Task instructions:
Could you write out these lines again, replacing "every instance" with "each instance" everywhere it occurs and leaving all else unchanged?

[Labeled area outline entries]
•••
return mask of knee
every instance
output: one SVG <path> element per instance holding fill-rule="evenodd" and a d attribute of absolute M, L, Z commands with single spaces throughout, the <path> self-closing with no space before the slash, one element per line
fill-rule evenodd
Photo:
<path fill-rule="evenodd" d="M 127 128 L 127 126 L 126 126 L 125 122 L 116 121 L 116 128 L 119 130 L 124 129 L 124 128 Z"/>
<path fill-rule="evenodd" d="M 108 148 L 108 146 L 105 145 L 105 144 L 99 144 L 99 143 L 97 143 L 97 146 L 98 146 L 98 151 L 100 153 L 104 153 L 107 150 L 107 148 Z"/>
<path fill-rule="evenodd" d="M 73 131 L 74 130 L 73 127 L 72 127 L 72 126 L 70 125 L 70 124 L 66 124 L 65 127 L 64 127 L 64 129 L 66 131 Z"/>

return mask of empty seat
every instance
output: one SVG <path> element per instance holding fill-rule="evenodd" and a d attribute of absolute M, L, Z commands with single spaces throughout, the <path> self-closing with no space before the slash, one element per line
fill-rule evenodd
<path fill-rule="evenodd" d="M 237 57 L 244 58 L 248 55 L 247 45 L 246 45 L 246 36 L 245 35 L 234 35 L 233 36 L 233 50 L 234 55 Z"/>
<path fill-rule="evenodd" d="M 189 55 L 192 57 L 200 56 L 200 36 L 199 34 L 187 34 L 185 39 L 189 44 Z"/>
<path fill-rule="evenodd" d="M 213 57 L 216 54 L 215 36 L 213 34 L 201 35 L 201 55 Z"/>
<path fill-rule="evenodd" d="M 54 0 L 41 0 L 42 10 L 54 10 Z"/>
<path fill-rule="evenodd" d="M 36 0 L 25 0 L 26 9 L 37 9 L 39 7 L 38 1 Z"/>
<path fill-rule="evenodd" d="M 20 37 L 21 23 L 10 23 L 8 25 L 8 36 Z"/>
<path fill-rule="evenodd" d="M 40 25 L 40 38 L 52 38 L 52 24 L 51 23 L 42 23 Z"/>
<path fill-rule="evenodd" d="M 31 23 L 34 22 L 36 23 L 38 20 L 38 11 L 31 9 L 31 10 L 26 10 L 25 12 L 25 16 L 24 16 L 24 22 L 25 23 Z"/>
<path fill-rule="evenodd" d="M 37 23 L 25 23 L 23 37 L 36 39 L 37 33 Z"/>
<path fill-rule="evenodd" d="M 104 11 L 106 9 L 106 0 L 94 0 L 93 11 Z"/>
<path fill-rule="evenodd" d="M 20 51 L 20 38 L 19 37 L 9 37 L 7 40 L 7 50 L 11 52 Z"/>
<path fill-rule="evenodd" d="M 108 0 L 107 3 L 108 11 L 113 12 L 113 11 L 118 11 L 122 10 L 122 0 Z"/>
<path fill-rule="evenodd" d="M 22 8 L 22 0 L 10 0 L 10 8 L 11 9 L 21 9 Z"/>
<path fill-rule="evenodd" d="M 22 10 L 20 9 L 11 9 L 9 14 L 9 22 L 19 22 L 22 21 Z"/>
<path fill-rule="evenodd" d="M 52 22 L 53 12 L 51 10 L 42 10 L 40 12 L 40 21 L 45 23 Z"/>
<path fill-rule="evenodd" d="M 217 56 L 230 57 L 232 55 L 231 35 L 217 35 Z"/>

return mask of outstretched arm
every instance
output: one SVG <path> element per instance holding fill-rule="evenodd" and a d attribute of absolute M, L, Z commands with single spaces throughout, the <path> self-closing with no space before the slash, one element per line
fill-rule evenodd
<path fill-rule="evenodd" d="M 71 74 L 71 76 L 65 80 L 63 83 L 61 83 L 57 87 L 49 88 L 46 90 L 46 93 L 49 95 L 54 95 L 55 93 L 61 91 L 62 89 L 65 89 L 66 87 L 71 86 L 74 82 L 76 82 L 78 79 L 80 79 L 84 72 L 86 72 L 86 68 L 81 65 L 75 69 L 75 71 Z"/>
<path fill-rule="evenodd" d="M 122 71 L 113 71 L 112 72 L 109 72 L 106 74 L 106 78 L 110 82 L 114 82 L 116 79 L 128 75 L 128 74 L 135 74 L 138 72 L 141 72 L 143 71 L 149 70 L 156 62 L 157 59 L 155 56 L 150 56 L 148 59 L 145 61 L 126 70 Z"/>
•••
Reply to the exercise:
return mask of knee
each instance
output: one SVG <path> element per instance holding fill-rule="evenodd" and a d attribute of absolute M, L, Z commands with single spaces throughout, the <path> self-closing with no space before the slash, one element per line
fill-rule evenodd
Photo:
<path fill-rule="evenodd" d="M 127 128 L 127 126 L 126 126 L 125 122 L 116 121 L 116 128 L 119 130 L 124 129 L 124 128 Z"/>
<path fill-rule="evenodd" d="M 108 148 L 108 146 L 105 145 L 105 144 L 99 144 L 99 143 L 97 143 L 97 146 L 98 146 L 98 151 L 100 153 L 104 153 L 107 150 L 107 148 Z"/>
<path fill-rule="evenodd" d="M 73 131 L 74 130 L 73 127 L 72 127 L 72 126 L 70 125 L 70 124 L 66 124 L 65 127 L 64 127 L 64 129 L 66 131 Z"/>

return mask of empty seat
each instance
output: one SVG <path> element per instance holding fill-rule="evenodd" and a d attribute of absolute M, L, Z commands with single spaces throughout, the <path> self-closing with no space before the slash, one element per line
fill-rule evenodd
<path fill-rule="evenodd" d="M 237 57 L 244 58 L 248 55 L 247 45 L 246 45 L 246 36 L 245 35 L 234 35 L 233 36 L 233 50 L 234 55 Z"/>
<path fill-rule="evenodd" d="M 189 55 L 192 57 L 200 56 L 200 36 L 199 34 L 187 34 L 185 39 L 189 44 Z"/>
<path fill-rule="evenodd" d="M 213 57 L 216 54 L 215 36 L 213 34 L 201 35 L 201 55 Z"/>
<path fill-rule="evenodd" d="M 54 0 L 41 0 L 42 10 L 54 10 Z"/>
<path fill-rule="evenodd" d="M 36 0 L 25 0 L 26 9 L 37 9 L 39 7 L 38 1 Z"/>
<path fill-rule="evenodd" d="M 20 37 L 21 23 L 10 23 L 8 25 L 8 36 Z"/>
<path fill-rule="evenodd" d="M 40 25 L 40 38 L 52 38 L 52 24 L 51 23 L 42 23 Z"/>
<path fill-rule="evenodd" d="M 31 23 L 34 22 L 36 23 L 38 20 L 38 11 L 31 9 L 31 10 L 26 10 L 25 12 L 25 16 L 24 16 L 24 22 L 25 23 Z"/>
<path fill-rule="evenodd" d="M 37 23 L 25 23 L 23 37 L 36 39 L 37 33 Z"/>
<path fill-rule="evenodd" d="M 104 11 L 106 9 L 106 0 L 94 0 L 93 11 Z"/>
<path fill-rule="evenodd" d="M 20 51 L 20 38 L 19 37 L 9 37 L 7 40 L 7 50 L 11 52 Z"/>
<path fill-rule="evenodd" d="M 108 0 L 107 3 L 108 11 L 113 12 L 113 11 L 118 11 L 122 10 L 122 0 Z"/>
<path fill-rule="evenodd" d="M 22 8 L 22 0 L 10 0 L 10 8 L 11 9 L 21 9 Z"/>
<path fill-rule="evenodd" d="M 22 10 L 20 9 L 11 9 L 9 14 L 9 22 L 19 22 L 22 21 Z"/>
<path fill-rule="evenodd" d="M 52 22 L 53 12 L 51 10 L 42 10 L 40 12 L 40 21 L 45 23 Z"/>
<path fill-rule="evenodd" d="M 217 56 L 230 57 L 232 55 L 231 35 L 217 35 Z"/>

return mask of outstretched arm
each instance
output: one SVG <path> element per instance holding fill-rule="evenodd" and a d attribute of absolute M, L, Z commands with single spaces throughout, the <path> self-closing with no space before the slash, one element per line
fill-rule evenodd
<path fill-rule="evenodd" d="M 71 74 L 71 76 L 65 80 L 63 83 L 61 83 L 57 87 L 49 88 L 46 90 L 46 93 L 49 95 L 54 95 L 55 93 L 61 91 L 62 89 L 65 89 L 66 87 L 71 86 L 74 82 L 76 82 L 78 79 L 80 79 L 84 72 L 86 72 L 86 68 L 81 65 L 75 69 L 75 71 Z"/>
<path fill-rule="evenodd" d="M 122 71 L 113 71 L 112 72 L 109 72 L 106 74 L 106 78 L 110 82 L 114 82 L 116 79 L 128 75 L 128 74 L 135 74 L 138 72 L 141 72 L 143 71 L 149 70 L 156 62 L 157 59 L 155 56 L 150 56 L 148 59 L 145 61 L 126 70 Z"/>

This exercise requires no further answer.